> [GIVEN INSTRUCTION] Repeat the records below exactly as they appear.

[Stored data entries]
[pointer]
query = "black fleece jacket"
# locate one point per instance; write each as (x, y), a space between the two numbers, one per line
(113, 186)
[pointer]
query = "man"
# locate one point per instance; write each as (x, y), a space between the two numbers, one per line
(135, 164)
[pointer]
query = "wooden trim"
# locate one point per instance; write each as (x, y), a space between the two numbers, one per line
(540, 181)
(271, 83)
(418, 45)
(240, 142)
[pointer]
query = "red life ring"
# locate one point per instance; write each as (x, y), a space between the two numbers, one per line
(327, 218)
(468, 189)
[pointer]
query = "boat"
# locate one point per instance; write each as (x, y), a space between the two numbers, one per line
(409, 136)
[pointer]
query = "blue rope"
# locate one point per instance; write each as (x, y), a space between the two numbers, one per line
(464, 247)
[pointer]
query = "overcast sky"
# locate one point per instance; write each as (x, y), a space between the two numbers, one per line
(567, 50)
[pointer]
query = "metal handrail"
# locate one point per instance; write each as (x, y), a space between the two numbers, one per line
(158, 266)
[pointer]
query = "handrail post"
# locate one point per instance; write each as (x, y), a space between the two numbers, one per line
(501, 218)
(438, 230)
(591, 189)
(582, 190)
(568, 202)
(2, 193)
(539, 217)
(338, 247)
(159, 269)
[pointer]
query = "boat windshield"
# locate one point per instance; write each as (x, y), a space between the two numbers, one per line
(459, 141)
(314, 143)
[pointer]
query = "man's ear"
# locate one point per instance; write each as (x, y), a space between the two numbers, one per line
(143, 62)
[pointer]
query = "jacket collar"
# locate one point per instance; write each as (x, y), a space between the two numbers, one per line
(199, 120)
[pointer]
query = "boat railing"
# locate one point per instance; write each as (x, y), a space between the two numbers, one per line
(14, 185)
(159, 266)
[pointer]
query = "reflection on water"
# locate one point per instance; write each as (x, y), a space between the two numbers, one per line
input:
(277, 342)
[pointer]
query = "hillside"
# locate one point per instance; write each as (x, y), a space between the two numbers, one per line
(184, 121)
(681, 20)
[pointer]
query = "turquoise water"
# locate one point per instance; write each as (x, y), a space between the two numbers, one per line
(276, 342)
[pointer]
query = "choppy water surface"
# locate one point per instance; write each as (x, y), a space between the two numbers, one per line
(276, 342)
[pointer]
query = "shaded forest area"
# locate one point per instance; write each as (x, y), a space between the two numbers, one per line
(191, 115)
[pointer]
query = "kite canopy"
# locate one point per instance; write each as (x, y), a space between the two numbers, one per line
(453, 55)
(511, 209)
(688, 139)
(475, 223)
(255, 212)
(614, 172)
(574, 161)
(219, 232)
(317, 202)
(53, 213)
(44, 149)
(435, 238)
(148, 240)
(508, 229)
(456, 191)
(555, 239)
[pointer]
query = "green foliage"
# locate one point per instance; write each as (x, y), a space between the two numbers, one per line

> [ANSWER FOR THIS EXERCISE]
[pointer]
query = "black fleece jacket"
# locate one point per instance; write each as (x, y), a space between the two numbers, one per line
(113, 186)
[pointer]
query = "man"
# locate one point per instance; write each as (x, y), a space between the two numbers, one per line
(135, 164)
[pointer]
query = "wooden trim"
# locate one point per instance; write each as (x, y), a space between the two numbers, one per line
(540, 181)
(271, 83)
(418, 45)
(240, 142)
[pointer]
query = "red life ring"
# locate one point per instance; write each as (x, y), a space between the two numbers, one per line
(327, 218)
(468, 189)
[pointer]
query = "boat"
# locate one point per instance; write each as (x, y), a space between the two numbers, one per line
(409, 136)
[pointer]
query = "blue rope"
# locate one point per instance; write each as (x, y), a space between the two numbers, one per line
(464, 247)
[pointer]
query = "overcast sky"
# locate one point per instance; write each as (x, y), a space between the two numbers, one per line
(567, 50)
[pointer]
query = "metal handrail"
# locate one point per instance; write each as (x, y), a space between the two numbers, one per line
(158, 266)
[pointer]
query = "handrail post"
# locate one point per instance; write each as (x, y), a space between the two numbers, one per line
(501, 218)
(438, 230)
(591, 189)
(582, 190)
(568, 202)
(2, 193)
(539, 217)
(338, 247)
(159, 269)
[pointer]
query = "boat windshield"
# locate one point per instance; write each as (x, y), a space between the two numbers, one per line
(459, 141)
(314, 143)
[pointer]
query = "man's ear"
# locate one point per instance; write each as (x, y), a space between the two numbers, one per line
(143, 62)
[pointer]
query = "jacket collar"
# locate one point per instance; write each as (x, y), a space between the two numbers, one per line
(199, 120)
[pointer]
query = "boat railing"
# locate one point per instance; write each as (x, y), a space between the two numbers, one per line
(14, 185)
(159, 266)
[pointer]
query = "reflection on water"
# locate one point per instance; write each as (x, y), a space between the two numbers, one per line
input:
(277, 342)
[pointer]
query = "hillside"
# locate one point per instance; write each as (x, y), a space between the two numbers, one per line
(184, 121)
(681, 20)
[pointer]
query = "turquoise water"
# locate one point per instance; write each as (x, y), a space between the two numbers, one per line
(276, 342)
[pointer]
query = "choppy water surface"
# locate one point per instance; write each as (x, y), a space between the two numbers, one per line
(276, 342)
[pointer]
query = "shaded forest area"
# locate one point per instance; write each as (x, y), a space between the two numbers, one per line
(191, 115)
[pointer]
query = "kite canopy"
# locate one point per instance; write each as (x, y), a space between the two numbers, one per line
(453, 55)
(511, 209)
(688, 139)
(475, 223)
(255, 212)
(614, 172)
(574, 161)
(219, 232)
(317, 202)
(53, 213)
(44, 149)
(435, 238)
(148, 240)
(508, 229)
(456, 191)
(555, 239)
[pointer]
query = "green foliage"
# locate one point per instance; write each as (x, y), a space between the two numbers, one per line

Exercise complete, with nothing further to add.